── Trecho da página ──

Fechando a roda

O processo de fechamento do círculo sobre as economias encharcadas na enorme liquidez internacional, virando-se à custa de dívida e de deficits externos, deu outra volta, torcendo a relação de troca das moedas em relação ao dólar. No Brasil, o dólar progride, apesar das atuações do Banco Central. E da desoneração da taxa de 6% criada para barrar o capital externo interessado em papéis de renda fixa.

O processo de fechamento do círculo sobre as economias encharcadas na enorme liquidez internacional, virando-se à custa de dívida e de deficits externos, deu outra volta, torcendo a relação de troca das moedas em relação ao dólar. No Brasil, o dólar progride, apesar das atuações do Banco Central. E da desoneração da taxa de 6% criada para barrar o capital externo interessado em papéis de renda fixa.

Noutro dia de razia do real, o dólar abriu cotado a R$ 2,162 e tendia a superar seu último recorde, registrado em maio de 2009 (R$ 2,172). O BC interveio com um leilão de swap, que equivale à venda futura de dólares (mas sem a entrega física de divisas), forçando a taxa a cair a R$ 2,143. O alívio foi curto. E o BC voltou à carga.

O viés do dólar é de valorização no mundo. A agência Standard & Poor’s (S&P) — a mesma que dias atrás pôs em observação o conceito de grau de investimento do Brasil — elevou a perspectiva da nota de crédito dos EUA de negativa para estável, sob o argumento de que “o desempenho da economia vai igualar ou ultrapassar o de seus pares”.

Foi outro aviso em linha com os sinais do Federal Reserve (Fed) de que deverá em breve começar a desativar a sua política de emissões monetárias, o quantitative easing, ou QE — o programa de emissões aplicadas na compra de dívida pública e hipotecas visando destravar o crédito ao consumo e à indústria para ativar o crescimento.

───
── Extrato de dados ──

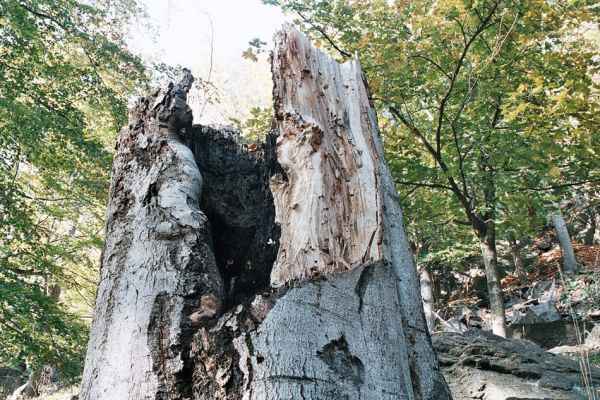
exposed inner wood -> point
(328, 207)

───

**Exercício escrito:** Segundo o trecho da página, qual era o último recorde do dólar e quando foi registrado? As linhas provêm de uma fonte distinta daquela do texto.

**Resultado correto:** O último recorde era de R$ 2,172, registrado em maio de 2009.